*** Materials provided
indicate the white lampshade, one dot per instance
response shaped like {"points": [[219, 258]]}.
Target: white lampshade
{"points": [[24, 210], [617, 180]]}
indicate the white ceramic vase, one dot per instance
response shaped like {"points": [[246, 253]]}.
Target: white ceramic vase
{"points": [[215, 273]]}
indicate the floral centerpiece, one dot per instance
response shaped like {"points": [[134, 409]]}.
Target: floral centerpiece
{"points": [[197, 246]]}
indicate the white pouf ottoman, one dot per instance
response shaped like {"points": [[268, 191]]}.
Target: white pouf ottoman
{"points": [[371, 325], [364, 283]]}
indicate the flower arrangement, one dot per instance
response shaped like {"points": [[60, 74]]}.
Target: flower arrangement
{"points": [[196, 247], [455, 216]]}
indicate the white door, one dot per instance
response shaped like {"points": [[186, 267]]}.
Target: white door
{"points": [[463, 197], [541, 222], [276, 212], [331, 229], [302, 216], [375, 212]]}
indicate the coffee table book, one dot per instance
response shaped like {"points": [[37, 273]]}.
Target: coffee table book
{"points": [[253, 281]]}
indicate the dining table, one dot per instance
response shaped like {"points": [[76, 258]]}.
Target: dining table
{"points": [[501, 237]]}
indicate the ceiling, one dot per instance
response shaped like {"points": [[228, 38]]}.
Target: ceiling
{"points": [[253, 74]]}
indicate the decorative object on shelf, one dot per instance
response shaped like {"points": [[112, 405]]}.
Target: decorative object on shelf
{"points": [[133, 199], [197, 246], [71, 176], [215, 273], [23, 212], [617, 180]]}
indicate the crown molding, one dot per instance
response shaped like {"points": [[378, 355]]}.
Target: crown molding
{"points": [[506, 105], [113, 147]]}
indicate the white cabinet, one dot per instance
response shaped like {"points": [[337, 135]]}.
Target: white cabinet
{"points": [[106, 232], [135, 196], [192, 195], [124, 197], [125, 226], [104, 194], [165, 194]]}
******
*** Materials provided
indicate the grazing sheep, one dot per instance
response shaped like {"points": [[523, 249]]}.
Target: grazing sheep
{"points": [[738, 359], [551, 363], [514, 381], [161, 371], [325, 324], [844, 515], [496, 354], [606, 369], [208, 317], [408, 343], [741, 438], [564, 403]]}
******
■ Set problem
Please show every line of the data above that contains the word "object", treating uppercase and lowercase as different.

■ Exercise output
indicate the decorative object on shelf, one dot per instance
Target: decorative object on shelf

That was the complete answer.